#### Provided material

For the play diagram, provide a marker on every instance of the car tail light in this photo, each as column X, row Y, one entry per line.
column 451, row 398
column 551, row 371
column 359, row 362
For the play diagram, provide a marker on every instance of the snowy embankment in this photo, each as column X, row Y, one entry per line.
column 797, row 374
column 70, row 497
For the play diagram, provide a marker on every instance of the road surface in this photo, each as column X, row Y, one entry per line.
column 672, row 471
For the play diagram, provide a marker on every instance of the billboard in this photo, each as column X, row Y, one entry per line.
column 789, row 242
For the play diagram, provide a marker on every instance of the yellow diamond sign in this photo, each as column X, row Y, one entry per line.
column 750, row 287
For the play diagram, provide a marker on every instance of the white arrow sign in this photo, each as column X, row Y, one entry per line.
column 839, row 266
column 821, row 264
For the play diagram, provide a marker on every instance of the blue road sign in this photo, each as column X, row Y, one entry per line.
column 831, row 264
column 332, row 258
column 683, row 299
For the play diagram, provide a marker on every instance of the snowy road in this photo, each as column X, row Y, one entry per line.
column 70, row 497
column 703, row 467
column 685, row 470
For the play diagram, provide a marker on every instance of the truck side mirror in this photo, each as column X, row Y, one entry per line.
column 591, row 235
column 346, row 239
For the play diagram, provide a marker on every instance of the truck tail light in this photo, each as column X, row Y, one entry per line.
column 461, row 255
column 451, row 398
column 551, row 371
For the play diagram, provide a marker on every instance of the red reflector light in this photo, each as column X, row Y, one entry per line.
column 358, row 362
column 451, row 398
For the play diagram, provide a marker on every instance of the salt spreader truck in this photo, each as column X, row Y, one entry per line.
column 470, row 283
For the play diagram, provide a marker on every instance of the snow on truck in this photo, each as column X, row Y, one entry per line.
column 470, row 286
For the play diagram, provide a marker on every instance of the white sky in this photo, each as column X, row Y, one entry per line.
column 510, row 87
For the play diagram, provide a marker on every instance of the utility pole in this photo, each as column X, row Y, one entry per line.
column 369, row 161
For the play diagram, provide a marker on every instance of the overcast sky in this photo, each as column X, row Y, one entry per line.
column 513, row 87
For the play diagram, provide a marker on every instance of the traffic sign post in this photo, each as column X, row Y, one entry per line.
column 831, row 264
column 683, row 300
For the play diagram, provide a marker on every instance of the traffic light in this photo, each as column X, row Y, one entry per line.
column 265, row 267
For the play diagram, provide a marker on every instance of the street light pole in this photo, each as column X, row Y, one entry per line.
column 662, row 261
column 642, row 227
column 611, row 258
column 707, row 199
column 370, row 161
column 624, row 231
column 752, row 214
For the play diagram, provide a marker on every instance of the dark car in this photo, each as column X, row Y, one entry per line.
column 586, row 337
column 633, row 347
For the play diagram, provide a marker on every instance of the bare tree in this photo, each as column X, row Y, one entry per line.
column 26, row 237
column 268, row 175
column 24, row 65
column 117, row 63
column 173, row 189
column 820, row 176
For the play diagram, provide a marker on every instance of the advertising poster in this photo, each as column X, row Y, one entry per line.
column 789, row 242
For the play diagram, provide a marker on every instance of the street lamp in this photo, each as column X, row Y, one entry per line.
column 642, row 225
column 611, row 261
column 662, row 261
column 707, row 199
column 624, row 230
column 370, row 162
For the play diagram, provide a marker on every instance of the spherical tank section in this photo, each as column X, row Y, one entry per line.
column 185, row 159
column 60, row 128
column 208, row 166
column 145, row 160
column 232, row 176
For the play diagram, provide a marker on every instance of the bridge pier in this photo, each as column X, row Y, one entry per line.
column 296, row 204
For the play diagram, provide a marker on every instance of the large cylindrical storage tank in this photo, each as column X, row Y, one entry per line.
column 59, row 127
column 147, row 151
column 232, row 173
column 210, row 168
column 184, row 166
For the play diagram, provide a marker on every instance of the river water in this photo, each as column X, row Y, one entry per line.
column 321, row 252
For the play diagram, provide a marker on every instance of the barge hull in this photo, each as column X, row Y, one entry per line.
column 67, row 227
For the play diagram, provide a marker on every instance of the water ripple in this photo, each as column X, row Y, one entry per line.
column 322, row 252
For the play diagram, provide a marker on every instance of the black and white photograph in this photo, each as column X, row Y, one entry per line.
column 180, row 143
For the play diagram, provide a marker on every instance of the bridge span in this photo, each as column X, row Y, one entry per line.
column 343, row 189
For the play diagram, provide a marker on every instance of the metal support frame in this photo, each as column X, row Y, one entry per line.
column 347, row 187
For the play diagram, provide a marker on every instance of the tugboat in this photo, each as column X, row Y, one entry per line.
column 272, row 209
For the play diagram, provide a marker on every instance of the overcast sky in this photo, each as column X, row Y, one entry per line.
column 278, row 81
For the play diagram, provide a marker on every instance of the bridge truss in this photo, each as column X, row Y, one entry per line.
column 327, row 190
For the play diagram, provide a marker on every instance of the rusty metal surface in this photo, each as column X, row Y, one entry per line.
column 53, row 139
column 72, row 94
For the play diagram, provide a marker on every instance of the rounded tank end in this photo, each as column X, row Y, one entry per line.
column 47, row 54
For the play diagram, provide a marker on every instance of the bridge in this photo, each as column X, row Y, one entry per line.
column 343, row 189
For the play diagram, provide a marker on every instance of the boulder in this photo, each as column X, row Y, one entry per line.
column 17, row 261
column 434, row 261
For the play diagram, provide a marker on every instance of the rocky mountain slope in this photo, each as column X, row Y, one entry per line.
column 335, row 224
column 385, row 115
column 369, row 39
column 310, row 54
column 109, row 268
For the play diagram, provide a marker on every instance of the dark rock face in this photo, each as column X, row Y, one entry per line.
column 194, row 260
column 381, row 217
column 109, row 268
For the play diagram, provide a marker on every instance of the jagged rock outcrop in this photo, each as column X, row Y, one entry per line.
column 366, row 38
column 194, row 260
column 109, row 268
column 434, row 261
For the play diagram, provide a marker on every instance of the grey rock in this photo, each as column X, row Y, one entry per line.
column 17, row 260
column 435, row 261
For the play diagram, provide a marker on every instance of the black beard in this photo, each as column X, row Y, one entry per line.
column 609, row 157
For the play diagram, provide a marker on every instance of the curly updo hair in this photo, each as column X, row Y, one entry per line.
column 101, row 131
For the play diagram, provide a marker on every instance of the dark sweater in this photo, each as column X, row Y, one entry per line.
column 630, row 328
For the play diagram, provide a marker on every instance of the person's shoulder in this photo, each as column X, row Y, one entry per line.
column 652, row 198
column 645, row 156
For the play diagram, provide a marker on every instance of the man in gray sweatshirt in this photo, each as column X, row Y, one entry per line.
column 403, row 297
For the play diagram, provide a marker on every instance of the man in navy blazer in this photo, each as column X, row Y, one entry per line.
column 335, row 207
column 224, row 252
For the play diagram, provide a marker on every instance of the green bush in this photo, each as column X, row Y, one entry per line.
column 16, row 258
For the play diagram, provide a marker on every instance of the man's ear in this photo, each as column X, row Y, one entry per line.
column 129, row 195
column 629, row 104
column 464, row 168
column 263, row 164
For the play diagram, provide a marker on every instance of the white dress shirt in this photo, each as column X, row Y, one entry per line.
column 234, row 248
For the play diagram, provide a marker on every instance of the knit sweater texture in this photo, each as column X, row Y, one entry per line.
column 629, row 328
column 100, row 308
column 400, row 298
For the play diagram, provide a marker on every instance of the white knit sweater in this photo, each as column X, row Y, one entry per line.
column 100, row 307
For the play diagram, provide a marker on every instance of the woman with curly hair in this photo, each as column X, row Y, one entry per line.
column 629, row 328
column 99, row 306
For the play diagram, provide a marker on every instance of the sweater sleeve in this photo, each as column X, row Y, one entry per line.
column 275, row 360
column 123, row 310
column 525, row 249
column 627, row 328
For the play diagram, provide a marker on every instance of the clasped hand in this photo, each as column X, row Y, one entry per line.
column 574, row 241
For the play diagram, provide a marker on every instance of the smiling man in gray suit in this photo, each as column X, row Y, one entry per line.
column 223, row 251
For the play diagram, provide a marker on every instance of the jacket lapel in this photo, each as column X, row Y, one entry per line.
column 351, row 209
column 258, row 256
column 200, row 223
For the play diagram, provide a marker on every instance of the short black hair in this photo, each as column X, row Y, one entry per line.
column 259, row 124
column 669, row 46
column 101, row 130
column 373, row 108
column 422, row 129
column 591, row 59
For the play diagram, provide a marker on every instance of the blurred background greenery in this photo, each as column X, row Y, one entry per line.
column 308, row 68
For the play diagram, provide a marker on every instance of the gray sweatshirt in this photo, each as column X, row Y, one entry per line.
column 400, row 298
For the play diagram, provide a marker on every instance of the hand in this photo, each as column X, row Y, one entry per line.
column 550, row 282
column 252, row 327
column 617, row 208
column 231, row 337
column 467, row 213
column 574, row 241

#### Exercise
Start at the line with "of the hand" and stop at the end of the records. Write those lines out exactly and add nothing.

#### Result
For the play diagram, provide a marker on every instance of the hand in this photo, each as column X, row Y, one entry per line.
column 550, row 282
column 252, row 327
column 617, row 208
column 231, row 337
column 467, row 213
column 574, row 241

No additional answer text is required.